Reproduce each of the following records word for word, without changing any line.
--- RECORD EXTRACTS ---
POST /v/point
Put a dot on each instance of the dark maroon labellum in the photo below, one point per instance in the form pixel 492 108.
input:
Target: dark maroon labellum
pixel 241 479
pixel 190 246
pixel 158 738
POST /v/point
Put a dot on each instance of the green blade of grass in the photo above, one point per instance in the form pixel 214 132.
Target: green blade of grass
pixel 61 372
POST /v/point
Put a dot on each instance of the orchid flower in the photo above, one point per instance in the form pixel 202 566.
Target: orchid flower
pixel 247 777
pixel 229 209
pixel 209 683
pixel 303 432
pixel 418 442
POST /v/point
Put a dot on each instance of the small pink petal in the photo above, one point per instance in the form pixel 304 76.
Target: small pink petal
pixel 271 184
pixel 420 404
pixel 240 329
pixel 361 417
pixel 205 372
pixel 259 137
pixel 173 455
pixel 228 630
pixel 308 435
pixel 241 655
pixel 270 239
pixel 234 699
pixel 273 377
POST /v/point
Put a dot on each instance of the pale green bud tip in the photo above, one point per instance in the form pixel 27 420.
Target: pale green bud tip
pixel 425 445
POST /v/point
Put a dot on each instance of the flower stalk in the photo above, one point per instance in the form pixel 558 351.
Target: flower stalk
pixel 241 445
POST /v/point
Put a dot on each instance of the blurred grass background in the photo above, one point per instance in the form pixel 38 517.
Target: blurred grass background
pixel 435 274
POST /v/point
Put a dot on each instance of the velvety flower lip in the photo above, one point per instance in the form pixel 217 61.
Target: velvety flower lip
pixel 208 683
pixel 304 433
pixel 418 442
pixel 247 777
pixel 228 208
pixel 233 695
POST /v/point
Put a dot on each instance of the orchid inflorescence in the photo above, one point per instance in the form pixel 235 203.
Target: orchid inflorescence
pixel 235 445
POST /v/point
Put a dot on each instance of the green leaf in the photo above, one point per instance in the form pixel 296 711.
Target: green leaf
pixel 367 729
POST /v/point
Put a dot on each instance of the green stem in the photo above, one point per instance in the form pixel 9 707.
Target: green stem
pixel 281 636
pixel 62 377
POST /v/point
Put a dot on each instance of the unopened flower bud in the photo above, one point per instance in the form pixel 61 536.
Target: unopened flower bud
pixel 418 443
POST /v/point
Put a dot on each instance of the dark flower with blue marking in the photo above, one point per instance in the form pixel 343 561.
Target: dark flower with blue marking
---
» **THE RESULT**:
POST /v/point
Put a dot on each instance of the dark maroon labellum in the photo below, one point per instance in the form pixel 492 108.
input:
Target: dark maroon labellum
pixel 241 479
pixel 190 246
pixel 158 738
POST /v/point
Put a dot on each instance of the green blade of grass in the photo above, one point per instance in the form pixel 214 132.
Target: green blade of grass
pixel 61 372
POST /v/point
Put a dot on each instance of the orchid flower in the photo above, one point per instance in the form pixel 202 566.
Target: orchid flower
pixel 247 777
pixel 229 209
pixel 209 683
pixel 303 432
pixel 418 442
POST /v/point
Put a dot on each instance of the small pink petal in the photo above, one point per instance in the form pixel 304 76.
Target: small pink petal
pixel 271 184
pixel 420 404
pixel 240 329
pixel 361 417
pixel 205 372
pixel 259 137
pixel 173 455
pixel 228 630
pixel 308 435
pixel 241 655
pixel 270 239
pixel 234 699
pixel 273 377
POST /v/point
Put a dot on each instance of the pale green bud tip in the photo above, one point per instance in the form pixel 27 420.
Target: pale green bud tip
pixel 425 445
POST /v/point
Put a dot on each instance of the flower stalk in the photo above, one point per instance in the form pixel 558 351.
Target: flower stalk
pixel 241 445
POST /v/point
Put a dot on each instance of the blurred grass background in the photo above, one point per instance in the form pixel 38 517.
Target: blurred grass background
pixel 435 274
POST /v/point
Put a dot on each instance of the velvety flower lip in the photo above, one point per instance in the form pixel 217 61.
Target: velvety flower lip
pixel 208 683
pixel 304 433
pixel 418 442
pixel 247 777
pixel 228 208
pixel 233 695
POST /v/point
Put a dot on each instance of the orchid inflorescence in the photo above, one point per instance in the form pixel 235 203.
Target: orchid inflorescence
pixel 235 445
POST /v/point
Put a dot on each instance of the green leaf in the photo above, one point per instance in the form pixel 296 711.
Target: green leaf
pixel 367 729
POST /v/point
Put a dot on each instance of the green stem in the photo above, one point per instance in the form pixel 9 707.
Target: green stem
pixel 281 636
pixel 62 377
POST /v/point
Put a dot on each instance of the unopened flower bud in the photo above, one point per instance in the form pixel 61 536.
Target: unopened flower bud
pixel 418 443
POST /v/point
Put a dot on each instance of the dark flower with blue marking in the photo above, one point per instance in the form pixel 343 561.
Target: dark flower with blue marking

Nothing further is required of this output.